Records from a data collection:
----------------
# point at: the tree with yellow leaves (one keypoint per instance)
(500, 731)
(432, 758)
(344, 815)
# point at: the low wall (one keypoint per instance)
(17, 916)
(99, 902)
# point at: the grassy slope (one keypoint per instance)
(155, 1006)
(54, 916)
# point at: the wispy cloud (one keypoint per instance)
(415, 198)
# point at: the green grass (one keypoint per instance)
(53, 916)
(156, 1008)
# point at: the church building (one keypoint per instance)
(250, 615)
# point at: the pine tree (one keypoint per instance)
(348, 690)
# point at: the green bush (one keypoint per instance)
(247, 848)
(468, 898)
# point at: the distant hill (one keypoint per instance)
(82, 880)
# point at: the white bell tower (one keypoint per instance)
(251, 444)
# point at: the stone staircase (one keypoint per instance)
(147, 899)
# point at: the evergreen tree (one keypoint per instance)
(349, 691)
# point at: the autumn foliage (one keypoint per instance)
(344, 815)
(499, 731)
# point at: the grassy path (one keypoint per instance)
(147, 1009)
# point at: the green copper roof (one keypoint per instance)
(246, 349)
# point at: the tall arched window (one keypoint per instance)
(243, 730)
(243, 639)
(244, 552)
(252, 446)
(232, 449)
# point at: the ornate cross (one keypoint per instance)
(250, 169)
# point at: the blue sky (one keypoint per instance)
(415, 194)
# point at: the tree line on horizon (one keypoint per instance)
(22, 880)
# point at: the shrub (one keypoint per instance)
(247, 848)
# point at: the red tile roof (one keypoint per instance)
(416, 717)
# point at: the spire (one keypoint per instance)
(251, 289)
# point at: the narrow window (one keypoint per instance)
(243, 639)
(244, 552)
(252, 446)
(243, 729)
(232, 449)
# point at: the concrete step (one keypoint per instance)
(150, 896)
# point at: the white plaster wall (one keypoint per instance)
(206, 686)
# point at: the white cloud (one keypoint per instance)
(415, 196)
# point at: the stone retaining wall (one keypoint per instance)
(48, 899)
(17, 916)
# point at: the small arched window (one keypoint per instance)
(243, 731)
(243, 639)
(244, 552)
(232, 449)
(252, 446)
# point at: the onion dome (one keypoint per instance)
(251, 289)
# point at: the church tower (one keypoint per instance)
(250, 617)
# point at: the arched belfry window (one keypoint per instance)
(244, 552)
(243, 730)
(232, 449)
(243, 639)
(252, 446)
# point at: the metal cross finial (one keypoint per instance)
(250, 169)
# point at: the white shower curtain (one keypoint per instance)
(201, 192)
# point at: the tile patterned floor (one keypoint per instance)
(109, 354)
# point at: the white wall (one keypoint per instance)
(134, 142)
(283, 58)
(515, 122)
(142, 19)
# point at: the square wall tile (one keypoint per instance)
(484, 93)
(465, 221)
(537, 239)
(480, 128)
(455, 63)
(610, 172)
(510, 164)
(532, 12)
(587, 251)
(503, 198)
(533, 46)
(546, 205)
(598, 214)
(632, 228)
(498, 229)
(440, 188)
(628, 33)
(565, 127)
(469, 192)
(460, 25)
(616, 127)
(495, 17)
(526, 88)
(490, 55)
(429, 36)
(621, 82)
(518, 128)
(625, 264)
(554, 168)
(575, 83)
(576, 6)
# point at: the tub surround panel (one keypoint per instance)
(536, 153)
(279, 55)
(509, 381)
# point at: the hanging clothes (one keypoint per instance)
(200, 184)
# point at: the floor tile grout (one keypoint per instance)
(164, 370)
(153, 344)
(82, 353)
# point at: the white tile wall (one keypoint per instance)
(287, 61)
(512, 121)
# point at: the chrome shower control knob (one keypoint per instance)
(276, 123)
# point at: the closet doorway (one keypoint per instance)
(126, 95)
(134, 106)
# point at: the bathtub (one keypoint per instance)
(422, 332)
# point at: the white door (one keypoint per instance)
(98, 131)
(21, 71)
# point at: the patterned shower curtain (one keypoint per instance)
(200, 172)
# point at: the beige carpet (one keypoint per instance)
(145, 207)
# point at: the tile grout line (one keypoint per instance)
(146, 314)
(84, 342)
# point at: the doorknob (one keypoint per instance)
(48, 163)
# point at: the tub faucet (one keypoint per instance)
----------------
Rewrite every line of the listing above as a Markdown table with two columns, "Row" for the row number and "Line" for the line itself, and omit any blank lines.

| Row | Line |
|---|---|
| 1 | # point at: the tree with yellow leaves (one keypoint per instance) |
| 2 | (500, 731) |
| 3 | (432, 758) |
| 4 | (344, 815) |
| 5 | # point at: the low wall (one keypoint per instance) |
| 6 | (17, 916) |
| 7 | (99, 902) |
| 8 | # point at: the grassy slope (one keypoint per instance) |
| 9 | (155, 1006) |
| 10 | (54, 916) |
| 11 | # point at: the wispy cloud (one keypoint per instance) |
| 12 | (415, 198) |
| 13 | # point at: the green grass (one keypoint per instance) |
| 14 | (53, 916) |
| 15 | (156, 1008) |
| 16 | # point at: the church building (one keypoint per instance) |
| 17 | (250, 615) |
| 18 | # point at: the pine tree (one keypoint per instance) |
| 19 | (348, 690) |
| 20 | # point at: the green bush (one keypoint per instance) |
| 21 | (247, 848) |
| 22 | (468, 898) |
| 23 | # point at: the distant hill (one keypoint per instance) |
| 24 | (82, 880) |
| 25 | # point at: the white bell tower (one keypoint per instance) |
| 26 | (251, 444) |
| 27 | # point at: the stone staircase (one keypoint per instance) |
| 28 | (147, 899) |
| 29 | # point at: the evergreen tree (one keypoint per instance) |
| 30 | (349, 691) |
| 31 | # point at: the autumn foliage (one keypoint per instance) |
| 32 | (344, 815) |
| 33 | (499, 731) |
| 34 | # point at: the grassy path (one keypoint per instance) |
| 35 | (147, 1009) |
| 36 | # point at: the green copper roof (one keypoint per instance) |
| 37 | (246, 349) |
| 38 | # point at: the tall arched window (one keypoint per instance) |
| 39 | (243, 730) |
| 40 | (243, 639) |
| 41 | (244, 552) |
| 42 | (252, 446) |
| 43 | (232, 449) |
| 44 | # point at: the ornate cross (one keypoint per instance) |
| 45 | (250, 169) |
| 46 | # point at: the blue sky (one keypoint per instance) |
| 47 | (415, 194) |
| 48 | # point at: the tree line on horizon (one keypoint per instance) |
| 49 | (22, 880) |
| 50 | # point at: the shrub (one keypoint per instance) |
| 51 | (247, 848) |
| 52 | # point at: the red tile roof (one keypoint per instance) |
| 53 | (416, 717) |
| 54 | # point at: the spire (one keypoint per instance) |
| 55 | (251, 289) |
| 56 | # point at: the narrow window (one keypoint per instance) |
| 57 | (243, 639) |
| 58 | (244, 552) |
| 59 | (252, 446) |
| 60 | (243, 729) |
| 61 | (232, 449) |
| 62 | # point at: the concrete step (one keypoint per instance) |
| 63 | (150, 896) |
| 64 | # point at: the white plaster wall (one keypoint per instance) |
| 65 | (206, 686) |
| 66 | # point at: the white cloud (one keypoint per instance) |
| 67 | (415, 196) |
| 68 | # point at: the stone retaining wall (one keypoint per instance) |
| 69 | (48, 899) |
| 70 | (17, 916) |
| 71 | # point at: the small arched window (one keypoint per instance) |
| 72 | (243, 731) |
| 73 | (243, 639) |
| 74 | (244, 552) |
| 75 | (232, 449) |
| 76 | (252, 446) |
| 77 | # point at: the onion dome (one keypoint per instance) |
| 78 | (251, 289) |
| 79 | # point at: the church tower (one keypoint per instance) |
| 80 | (250, 617) |
| 81 | # point at: the arched belfry window (one keypoint per instance) |
| 82 | (244, 552) |
| 83 | (243, 730) |
| 84 | (232, 449) |
| 85 | (243, 639) |
| 86 | (252, 446) |
| 87 | # point at: the metal cross finial (one keypoint per instance) |
| 88 | (250, 169) |
| 89 | # point at: the white shower curtain (one keypoint per instance) |
| 90 | (201, 192) |
| 91 | # point at: the tile patterned floor (one keypoint per instance) |
| 92 | (109, 354) |
| 93 | # point at: the white wall (one keypoint per instance) |
| 94 | (134, 142) |
| 95 | (283, 58) |
| 96 | (515, 122) |
| 97 | (142, 19) |
| 98 | # point at: the square wall tile (one keypoint per instance) |
| 99 | (484, 93) |
| 100 | (465, 221) |
| 101 | (537, 239) |
| 102 | (480, 128) |
| 103 | (455, 63) |
| 104 | (610, 172) |
| 105 | (510, 164) |
| 106 | (532, 12) |
| 107 | (587, 251) |
| 108 | (503, 198) |
| 109 | (533, 46) |
| 110 | (546, 205) |
| 111 | (598, 214) |
| 112 | (632, 228) |
| 113 | (498, 229) |
| 114 | (440, 188) |
| 115 | (628, 33) |
| 116 | (565, 127) |
| 117 | (469, 192) |
| 118 | (460, 25) |
| 119 | (616, 127) |
| 120 | (495, 17) |
| 121 | (526, 88) |
| 122 | (490, 55) |
| 123 | (429, 36) |
| 124 | (621, 82) |
| 125 | (518, 128) |
| 126 | (625, 264) |
| 127 | (554, 168) |
| 128 | (575, 83) |
| 129 | (576, 6) |
| 130 | # point at: the tub surround panel (one keypoint per instance) |
| 131 | (536, 153) |
| 132 | (279, 55) |
| 133 | (509, 381) |
| 134 | # point at: the hanging clothes (one keypoint per instance) |
| 135 | (200, 184) |
| 136 | # point at: the floor tile grout (one keypoint per instance) |
| 137 | (164, 370) |
| 138 | (153, 344) |
| 139 | (82, 353) |
| 140 | # point at: the white tile wall (one keypoint per instance) |
| 141 | (287, 61) |
| 142 | (512, 121) |
| 143 | # point at: the chrome shower control knob (one keypoint per instance) |
| 144 | (276, 123) |
| 145 | # point at: the closet doorway (one keypoint per instance) |
| 146 | (126, 95) |
| 147 | (134, 106) |
| 148 | # point at: the bathtub (one keypoint per instance) |
| 149 | (422, 332) |
| 150 | # point at: the white door (one keypoint per instance) |
| 151 | (98, 131) |
| 152 | (21, 71) |
| 153 | # point at: the patterned shower curtain (one keypoint per instance) |
| 154 | (200, 172) |
| 155 | # point at: the beige carpet (one keypoint per instance) |
| 156 | (145, 207) |
| 157 | # point at: the tile grout line (one keypoint per instance) |
| 158 | (146, 314) |
| 159 | (84, 342) |
| 160 | # point at: the doorknob (one keypoint per instance) |
| 161 | (48, 163) |
| 162 | # point at: the tub faucet (one keypoint per instance) |